Text extract =>
○ ○ ○ ○ ○ ○ ○
For example, suppose we have a file where each record contains
24 values with the temperatures for each hour of the day. These temperatures are in Fahrenheit
and we need to convert them to 24 Celsius values. Without arrays we need to repeat the same calculation for all 24 temperature
variables*/
/*Question
When reading in array below which terminology is correct: temp1-temp24, temp1-24, or temp1_temp24?
*/
data temp;
input ctemp1-ctemp24; cards;
5 5 7 4 8 5 3 3 5 5 6 8 9 9 8 11 11 12 6 5 3 4 7 6
;
Ftemp1 = 9/5*(ctemp1+32);
Ftemp2 = 9/5*(ctemp2+32);
. . .
○ ○ ○ ○ ○ ○ ○
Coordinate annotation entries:
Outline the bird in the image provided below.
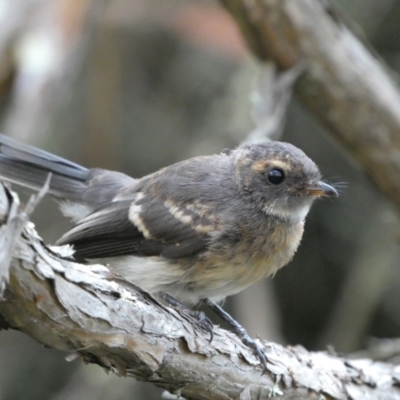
[0,135,338,367]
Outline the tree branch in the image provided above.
[0,186,400,400]
[220,0,400,212]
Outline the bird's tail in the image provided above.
[0,134,90,202]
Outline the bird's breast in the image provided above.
[183,222,304,300]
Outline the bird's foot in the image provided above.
[207,301,267,374]
[161,293,214,343]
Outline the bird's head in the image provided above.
[232,142,338,222]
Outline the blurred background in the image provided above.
[0,0,400,400]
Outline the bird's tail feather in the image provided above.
[0,134,90,202]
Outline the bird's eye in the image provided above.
[268,168,285,185]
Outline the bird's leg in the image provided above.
[206,300,267,372]
[161,293,214,343]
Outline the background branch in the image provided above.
[220,0,400,212]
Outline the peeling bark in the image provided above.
[0,186,400,400]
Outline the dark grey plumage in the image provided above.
[0,135,337,303]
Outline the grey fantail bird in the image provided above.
[0,135,338,366]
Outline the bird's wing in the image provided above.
[58,192,215,260]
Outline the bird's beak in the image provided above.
[307,181,339,197]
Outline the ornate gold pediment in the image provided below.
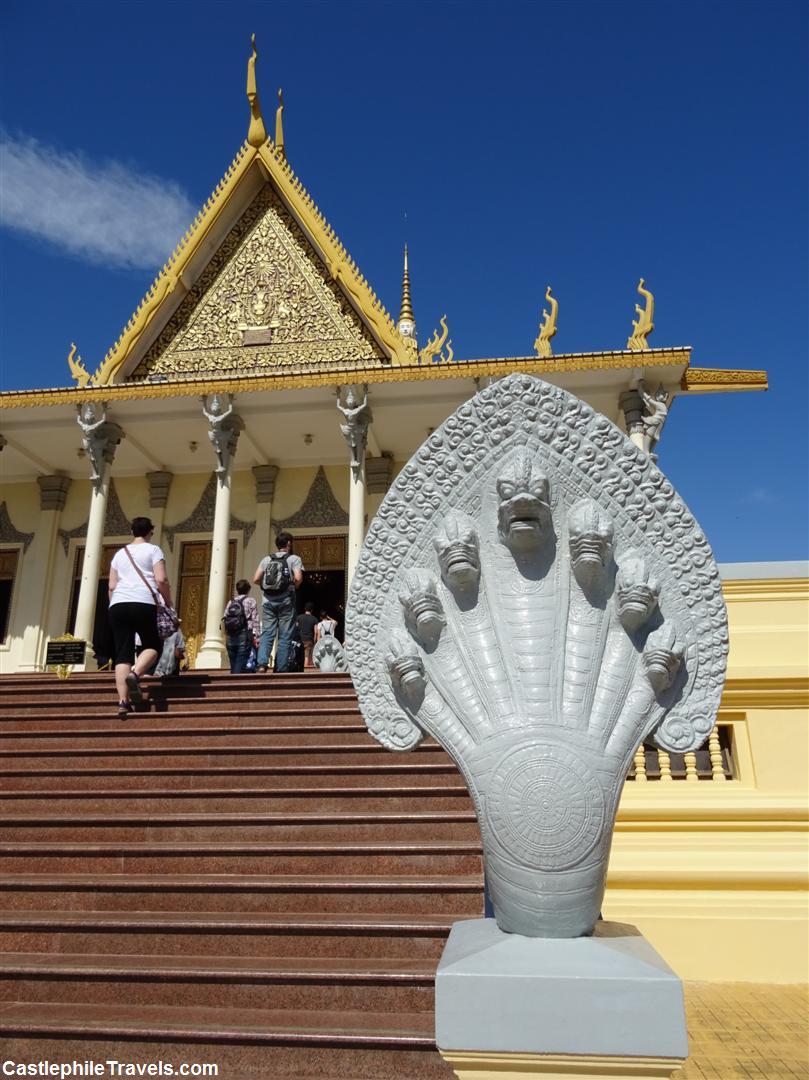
[130,185,383,379]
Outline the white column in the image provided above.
[73,470,109,642]
[19,475,71,672]
[146,470,174,546]
[73,402,123,656]
[245,465,278,578]
[195,394,244,669]
[346,454,365,585]
[194,467,230,669]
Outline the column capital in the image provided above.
[618,387,644,436]
[76,402,124,490]
[253,465,278,502]
[146,470,174,510]
[365,451,393,495]
[202,394,244,484]
[337,384,374,470]
[37,473,72,510]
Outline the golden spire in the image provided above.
[626,278,655,352]
[534,285,559,359]
[396,244,416,340]
[247,33,267,147]
[275,86,286,158]
[67,341,92,387]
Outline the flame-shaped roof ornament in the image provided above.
[247,33,267,147]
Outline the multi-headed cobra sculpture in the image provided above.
[346,375,728,937]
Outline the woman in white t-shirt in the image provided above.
[314,611,337,643]
[109,517,172,720]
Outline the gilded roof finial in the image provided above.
[67,341,91,387]
[247,33,267,147]
[534,285,559,357]
[396,244,416,341]
[275,86,286,158]
[626,278,655,352]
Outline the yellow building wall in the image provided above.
[604,579,809,983]
[0,473,809,982]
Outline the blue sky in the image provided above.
[0,0,809,562]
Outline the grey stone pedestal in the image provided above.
[435,919,688,1076]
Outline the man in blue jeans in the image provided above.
[253,532,304,672]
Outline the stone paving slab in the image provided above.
[679,983,809,1080]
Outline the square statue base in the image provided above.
[435,919,688,1080]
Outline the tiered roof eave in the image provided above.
[82,138,413,389]
[0,347,767,409]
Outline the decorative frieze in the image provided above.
[275,465,348,529]
[59,480,132,555]
[163,473,256,551]
[0,502,33,551]
[365,454,393,495]
[253,465,278,502]
[146,470,174,510]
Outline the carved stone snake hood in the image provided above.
[346,375,728,937]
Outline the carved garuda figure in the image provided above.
[346,375,728,937]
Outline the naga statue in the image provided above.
[346,375,728,937]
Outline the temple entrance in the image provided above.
[177,540,235,667]
[295,534,347,640]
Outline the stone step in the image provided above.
[0,702,367,739]
[0,735,446,777]
[0,1002,454,1080]
[0,836,482,875]
[0,910,455,962]
[0,714,416,759]
[0,675,356,708]
[0,809,477,843]
[0,781,472,816]
[0,872,483,918]
[0,754,459,794]
[0,951,435,1010]
[0,684,358,717]
[0,671,354,697]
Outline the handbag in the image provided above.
[123,546,179,642]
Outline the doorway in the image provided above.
[295,535,347,640]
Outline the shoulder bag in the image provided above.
[123,548,179,642]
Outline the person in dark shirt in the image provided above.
[298,600,318,667]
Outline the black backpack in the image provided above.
[223,598,247,635]
[261,555,292,596]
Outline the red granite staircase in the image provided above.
[0,673,483,1080]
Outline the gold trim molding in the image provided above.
[439,1048,684,1080]
[0,349,690,409]
[722,578,809,604]
[719,677,809,710]
[679,367,768,394]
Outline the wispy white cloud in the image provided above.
[737,487,781,507]
[0,135,194,269]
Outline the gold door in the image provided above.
[177,540,235,667]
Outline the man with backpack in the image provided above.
[253,532,304,672]
[221,578,258,675]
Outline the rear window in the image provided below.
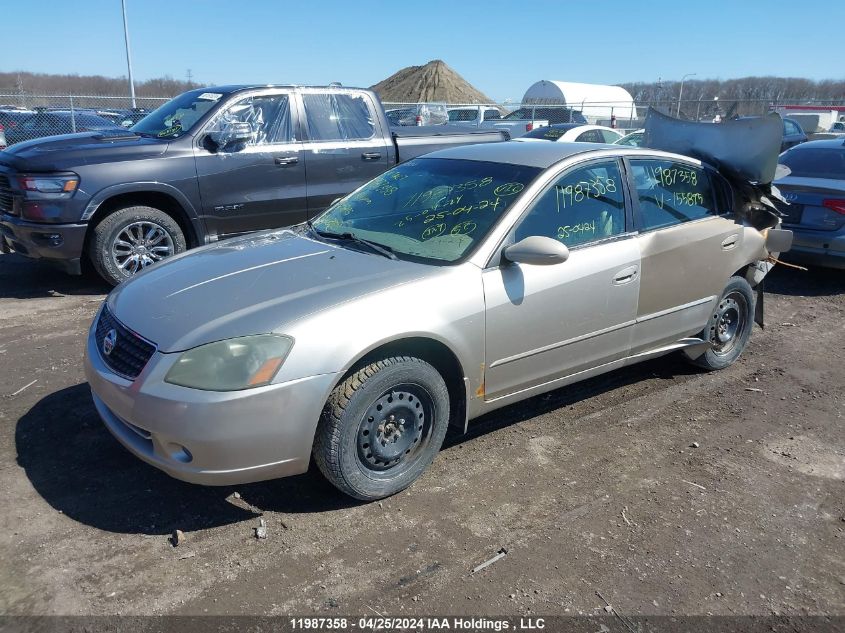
○ ○ ○ ○ ○ ○ ○
Problems to solve =>
a) Answer these questions from the temperature-conversion text:
(i) How many values does each record hold?
(ii) What name does the data step give the data set?
(iii) Which three spellings does the question offer for reading in the array?
b) Extend the temperature-conversion text beyond its final line.
The rows have no role in this exercise.

Results for each task =>
a)
(i) 24 values, one temperature for each hour of the day.
(ii) temp.
(iii) temp1-temp24, temp1-24 and temp1_temp24.

b)
Ftemp24 = 9/5*(cemp24+32);
run;
proc print; run;
/*An alternative is to define arrays and use a loop to process the calculation for all variables*/
data temp;
input ctemp1-ctemp24; cards;
5 5 7 4 8 5 3 3 5 5 6 8 9 9 8 11 11 12 6 5 3 4 7 6
; run;
data temp1; set temp;
array Ctemp [24] ctemp1-ctemp24;
array Ftemp [24] Ftemp1-Ftemp24;
do i = 1 to 24;
Ftemp[i] = 5/9*(Ctemp[i]+32);
end;
run;
proc print data=temp1; run;
/*can also create multi-dimentional arrays or matrices
i.e. the command “array sale_array {3, 12} sales1-sales12 exp1-exp12 comm1-comm12;”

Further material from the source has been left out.